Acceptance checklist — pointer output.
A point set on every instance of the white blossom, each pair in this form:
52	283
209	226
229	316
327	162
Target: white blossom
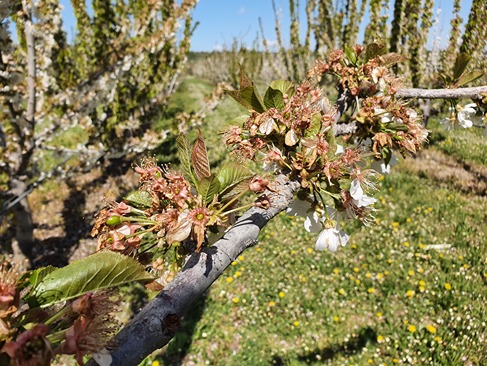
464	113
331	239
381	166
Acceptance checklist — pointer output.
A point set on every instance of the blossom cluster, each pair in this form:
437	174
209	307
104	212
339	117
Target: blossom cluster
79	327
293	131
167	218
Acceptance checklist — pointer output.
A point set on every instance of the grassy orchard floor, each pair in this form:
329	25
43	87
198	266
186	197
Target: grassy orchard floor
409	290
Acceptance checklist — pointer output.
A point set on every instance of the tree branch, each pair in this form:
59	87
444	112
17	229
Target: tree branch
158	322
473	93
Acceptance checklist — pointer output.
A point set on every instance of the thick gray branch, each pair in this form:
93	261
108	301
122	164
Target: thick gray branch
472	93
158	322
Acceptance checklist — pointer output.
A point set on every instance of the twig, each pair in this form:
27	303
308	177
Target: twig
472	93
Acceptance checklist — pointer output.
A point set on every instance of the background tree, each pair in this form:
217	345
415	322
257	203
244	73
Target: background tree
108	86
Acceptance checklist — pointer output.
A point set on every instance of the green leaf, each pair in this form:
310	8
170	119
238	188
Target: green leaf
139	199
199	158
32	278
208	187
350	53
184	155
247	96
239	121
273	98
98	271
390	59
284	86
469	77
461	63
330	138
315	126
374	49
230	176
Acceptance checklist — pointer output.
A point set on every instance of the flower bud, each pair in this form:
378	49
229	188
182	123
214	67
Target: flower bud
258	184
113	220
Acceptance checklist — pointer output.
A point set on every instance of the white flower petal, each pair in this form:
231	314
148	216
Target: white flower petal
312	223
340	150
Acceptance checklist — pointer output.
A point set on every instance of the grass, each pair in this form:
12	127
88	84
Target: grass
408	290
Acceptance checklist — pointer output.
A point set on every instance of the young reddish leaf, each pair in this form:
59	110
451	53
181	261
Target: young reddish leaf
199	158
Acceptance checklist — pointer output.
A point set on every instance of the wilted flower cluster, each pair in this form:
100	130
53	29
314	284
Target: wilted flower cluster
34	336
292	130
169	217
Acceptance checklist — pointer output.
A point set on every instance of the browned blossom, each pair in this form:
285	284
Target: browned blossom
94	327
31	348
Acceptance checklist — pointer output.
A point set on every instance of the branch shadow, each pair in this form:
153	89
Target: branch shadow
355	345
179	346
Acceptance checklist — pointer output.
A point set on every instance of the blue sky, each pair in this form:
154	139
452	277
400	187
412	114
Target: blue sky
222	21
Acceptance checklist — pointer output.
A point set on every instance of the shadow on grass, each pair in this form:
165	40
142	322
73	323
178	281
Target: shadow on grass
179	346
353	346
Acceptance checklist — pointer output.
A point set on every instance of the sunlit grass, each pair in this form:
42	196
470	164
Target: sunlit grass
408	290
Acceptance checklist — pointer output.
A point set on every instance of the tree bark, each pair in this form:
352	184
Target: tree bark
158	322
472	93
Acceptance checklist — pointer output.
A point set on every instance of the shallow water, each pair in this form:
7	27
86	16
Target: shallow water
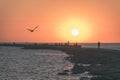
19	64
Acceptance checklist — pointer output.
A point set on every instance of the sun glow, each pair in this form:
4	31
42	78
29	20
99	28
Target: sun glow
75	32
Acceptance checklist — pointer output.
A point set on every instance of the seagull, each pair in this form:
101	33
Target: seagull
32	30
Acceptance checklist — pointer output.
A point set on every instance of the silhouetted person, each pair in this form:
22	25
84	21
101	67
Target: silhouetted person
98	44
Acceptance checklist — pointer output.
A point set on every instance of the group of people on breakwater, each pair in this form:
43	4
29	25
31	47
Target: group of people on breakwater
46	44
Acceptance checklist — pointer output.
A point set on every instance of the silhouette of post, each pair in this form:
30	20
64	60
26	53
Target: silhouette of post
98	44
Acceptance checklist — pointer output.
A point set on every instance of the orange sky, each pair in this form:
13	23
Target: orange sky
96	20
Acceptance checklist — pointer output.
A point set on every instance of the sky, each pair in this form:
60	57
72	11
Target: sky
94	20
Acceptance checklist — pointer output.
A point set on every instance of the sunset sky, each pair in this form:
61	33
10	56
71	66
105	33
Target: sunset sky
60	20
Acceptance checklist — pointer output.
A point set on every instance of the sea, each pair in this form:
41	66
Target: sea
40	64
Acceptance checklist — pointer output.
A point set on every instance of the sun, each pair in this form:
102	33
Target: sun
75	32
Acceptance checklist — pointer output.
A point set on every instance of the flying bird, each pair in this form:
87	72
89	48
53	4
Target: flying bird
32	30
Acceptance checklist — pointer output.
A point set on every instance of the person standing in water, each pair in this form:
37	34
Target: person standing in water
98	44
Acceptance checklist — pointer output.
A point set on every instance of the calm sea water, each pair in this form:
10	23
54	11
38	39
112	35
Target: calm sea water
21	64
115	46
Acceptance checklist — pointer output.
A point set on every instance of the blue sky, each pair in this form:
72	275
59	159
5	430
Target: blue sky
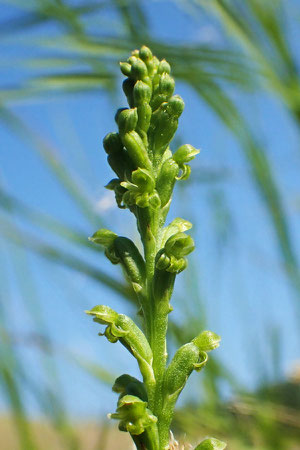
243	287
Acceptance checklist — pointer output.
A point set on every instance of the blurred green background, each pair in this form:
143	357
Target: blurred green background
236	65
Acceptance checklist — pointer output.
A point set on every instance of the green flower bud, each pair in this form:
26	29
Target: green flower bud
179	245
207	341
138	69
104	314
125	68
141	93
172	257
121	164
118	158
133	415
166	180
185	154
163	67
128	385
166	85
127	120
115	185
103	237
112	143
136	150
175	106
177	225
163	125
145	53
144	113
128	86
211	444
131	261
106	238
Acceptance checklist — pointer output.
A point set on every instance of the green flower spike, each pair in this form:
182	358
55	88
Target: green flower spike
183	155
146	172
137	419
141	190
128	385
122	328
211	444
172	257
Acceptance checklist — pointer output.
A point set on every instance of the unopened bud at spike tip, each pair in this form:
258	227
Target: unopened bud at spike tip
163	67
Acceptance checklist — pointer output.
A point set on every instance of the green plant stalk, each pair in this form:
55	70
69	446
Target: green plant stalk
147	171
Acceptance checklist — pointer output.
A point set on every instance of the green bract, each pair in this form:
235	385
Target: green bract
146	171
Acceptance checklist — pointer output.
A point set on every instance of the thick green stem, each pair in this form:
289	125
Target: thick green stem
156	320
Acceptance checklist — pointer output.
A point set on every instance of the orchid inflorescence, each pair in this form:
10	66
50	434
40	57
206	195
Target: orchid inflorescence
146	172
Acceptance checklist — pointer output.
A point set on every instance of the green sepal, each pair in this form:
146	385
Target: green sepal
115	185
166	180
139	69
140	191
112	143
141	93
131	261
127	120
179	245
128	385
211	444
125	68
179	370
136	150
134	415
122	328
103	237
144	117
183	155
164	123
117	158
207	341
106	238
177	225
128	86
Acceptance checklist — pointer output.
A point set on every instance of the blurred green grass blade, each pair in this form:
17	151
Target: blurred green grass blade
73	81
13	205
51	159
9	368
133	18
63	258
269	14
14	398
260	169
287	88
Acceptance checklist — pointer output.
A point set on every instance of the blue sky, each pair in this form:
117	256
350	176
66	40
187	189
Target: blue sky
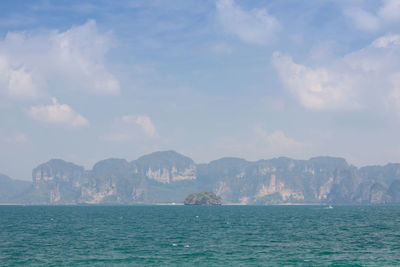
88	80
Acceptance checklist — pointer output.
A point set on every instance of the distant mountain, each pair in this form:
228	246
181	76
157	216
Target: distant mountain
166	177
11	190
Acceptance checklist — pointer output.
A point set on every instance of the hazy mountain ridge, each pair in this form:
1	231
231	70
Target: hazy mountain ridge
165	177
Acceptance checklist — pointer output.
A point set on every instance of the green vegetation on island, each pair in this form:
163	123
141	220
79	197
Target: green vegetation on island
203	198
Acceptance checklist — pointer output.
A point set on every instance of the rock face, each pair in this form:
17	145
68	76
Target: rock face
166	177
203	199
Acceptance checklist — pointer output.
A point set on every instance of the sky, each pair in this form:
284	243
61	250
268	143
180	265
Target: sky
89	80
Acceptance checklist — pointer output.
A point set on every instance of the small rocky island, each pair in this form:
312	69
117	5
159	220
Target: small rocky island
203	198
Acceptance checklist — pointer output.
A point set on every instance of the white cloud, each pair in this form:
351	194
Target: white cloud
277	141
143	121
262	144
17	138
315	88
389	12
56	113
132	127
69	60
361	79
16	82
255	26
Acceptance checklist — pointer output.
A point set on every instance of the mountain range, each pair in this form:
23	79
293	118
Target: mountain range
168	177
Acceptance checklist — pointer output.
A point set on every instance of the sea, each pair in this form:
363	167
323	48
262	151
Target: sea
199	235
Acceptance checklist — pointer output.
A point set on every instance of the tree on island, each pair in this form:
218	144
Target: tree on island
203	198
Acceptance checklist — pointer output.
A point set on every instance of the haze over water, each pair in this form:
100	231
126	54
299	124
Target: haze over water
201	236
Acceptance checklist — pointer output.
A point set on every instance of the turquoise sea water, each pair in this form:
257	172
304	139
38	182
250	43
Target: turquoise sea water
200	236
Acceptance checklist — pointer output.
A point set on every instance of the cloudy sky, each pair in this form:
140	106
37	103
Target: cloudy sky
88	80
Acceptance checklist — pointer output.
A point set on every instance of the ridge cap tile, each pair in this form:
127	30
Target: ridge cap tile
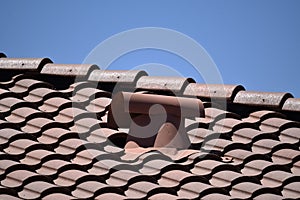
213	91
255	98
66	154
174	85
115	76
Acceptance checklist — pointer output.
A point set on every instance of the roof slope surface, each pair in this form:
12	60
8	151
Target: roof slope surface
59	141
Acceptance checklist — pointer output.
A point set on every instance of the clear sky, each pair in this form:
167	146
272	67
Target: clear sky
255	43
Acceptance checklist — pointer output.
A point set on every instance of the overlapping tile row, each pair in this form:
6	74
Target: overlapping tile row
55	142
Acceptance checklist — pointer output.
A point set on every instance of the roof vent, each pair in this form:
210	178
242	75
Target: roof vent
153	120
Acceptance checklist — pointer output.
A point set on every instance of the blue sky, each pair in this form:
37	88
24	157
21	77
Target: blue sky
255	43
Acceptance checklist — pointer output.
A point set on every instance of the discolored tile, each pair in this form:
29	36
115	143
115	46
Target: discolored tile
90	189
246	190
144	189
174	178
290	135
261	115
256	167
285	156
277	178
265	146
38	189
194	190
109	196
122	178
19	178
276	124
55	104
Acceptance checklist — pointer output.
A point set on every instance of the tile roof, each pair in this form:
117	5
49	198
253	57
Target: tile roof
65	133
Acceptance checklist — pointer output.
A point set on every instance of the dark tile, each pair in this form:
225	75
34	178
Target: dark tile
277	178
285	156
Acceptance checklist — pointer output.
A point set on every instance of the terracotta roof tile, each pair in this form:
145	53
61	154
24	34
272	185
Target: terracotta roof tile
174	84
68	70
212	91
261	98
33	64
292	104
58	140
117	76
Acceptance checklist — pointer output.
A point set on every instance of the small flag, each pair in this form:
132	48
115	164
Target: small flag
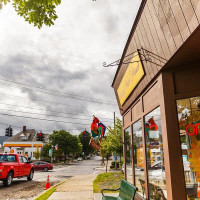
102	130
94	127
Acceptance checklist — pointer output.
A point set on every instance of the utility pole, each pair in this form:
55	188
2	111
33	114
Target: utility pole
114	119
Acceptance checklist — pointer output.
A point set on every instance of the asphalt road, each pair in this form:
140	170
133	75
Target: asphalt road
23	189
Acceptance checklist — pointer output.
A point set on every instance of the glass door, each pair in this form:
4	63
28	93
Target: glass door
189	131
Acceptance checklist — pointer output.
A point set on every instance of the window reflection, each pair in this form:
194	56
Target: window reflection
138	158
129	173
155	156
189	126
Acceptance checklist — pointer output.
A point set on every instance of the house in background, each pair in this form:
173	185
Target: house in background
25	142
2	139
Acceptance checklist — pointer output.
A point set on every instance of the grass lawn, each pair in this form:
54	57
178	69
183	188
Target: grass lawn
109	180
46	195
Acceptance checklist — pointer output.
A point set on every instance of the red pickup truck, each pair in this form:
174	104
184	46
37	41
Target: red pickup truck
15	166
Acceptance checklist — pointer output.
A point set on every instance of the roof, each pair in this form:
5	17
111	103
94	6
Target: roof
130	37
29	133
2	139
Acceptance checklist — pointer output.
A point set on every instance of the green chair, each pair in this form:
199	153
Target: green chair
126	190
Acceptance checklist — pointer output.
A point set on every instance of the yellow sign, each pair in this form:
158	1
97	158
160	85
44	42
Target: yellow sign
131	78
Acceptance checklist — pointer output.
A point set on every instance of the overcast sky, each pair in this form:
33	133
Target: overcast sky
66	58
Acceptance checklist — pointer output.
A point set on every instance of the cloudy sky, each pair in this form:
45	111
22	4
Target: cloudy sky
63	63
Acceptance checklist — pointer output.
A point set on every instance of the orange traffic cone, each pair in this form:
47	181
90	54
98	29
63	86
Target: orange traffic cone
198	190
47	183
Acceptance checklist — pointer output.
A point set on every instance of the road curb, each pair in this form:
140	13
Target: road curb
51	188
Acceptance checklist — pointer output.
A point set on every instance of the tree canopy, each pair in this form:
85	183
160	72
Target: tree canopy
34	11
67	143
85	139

• Goal:
Copy out each line of the records above that contains "truck". Case counts.

• Task solution:
A point set on every instance of the red pickup truck, each pair in this form:
Target: red pickup truck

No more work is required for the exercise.